Originally intended to serve as a spin-off film directly connected to the original two Teen Wolf films, Teen Witch was repurposed to be a standalone story instead. Starring Robyn Lively, the plot, similar in structure to the Teen Wolf films, centers around an adolescent witch in comedic situations at high school. In addition, the film also incorporates the use of musical numbers. Though initially poorly received by critics, the film has since garnered a cult status following midnight theater screenings and its inclusion in ABC Family / Freeform annual 31 Nights of Halloween event.

====Adaptations====

In 2007, it was discovered that master audio tapes of the original soundtrack to Teen Witch had been misplaced. Due to the high demand from the film's growing fanbase for a soundtrack album, Larry and Tom Weir were commissioned by Caption Records to develop new recordings with an all-new cast. Alana Lambros produced the recording with intentions to expand the project into a Broadway stage musical titled Teen Witch: The Musical. The show and its songs were performed at radio station events, parks, and county fairs that summer; despite intentions for a wide release, the stage production never received a large venue debut.

:: DATA SUPPLIED ::
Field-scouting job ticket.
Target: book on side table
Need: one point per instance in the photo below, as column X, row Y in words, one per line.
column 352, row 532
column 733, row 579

:: SHORT PROBLEM 1 ::
In the Teen Witch text, who produced the new soundtrack recording made with an all-new cast?
:: SHORT PROBLEM 2 ::
Rewrite the records, switching "side table" to "nightstand" and leaving every other part unchanged.

:: RESULT 1 ::
Alana Lambros produced it.

:: RESULT 2 ::
Field-scouting job ticket.
Target: book on nightstand
Need: one point per instance in the photo below, as column X, row Y in words, one per line.
column 352, row 532
column 733, row 579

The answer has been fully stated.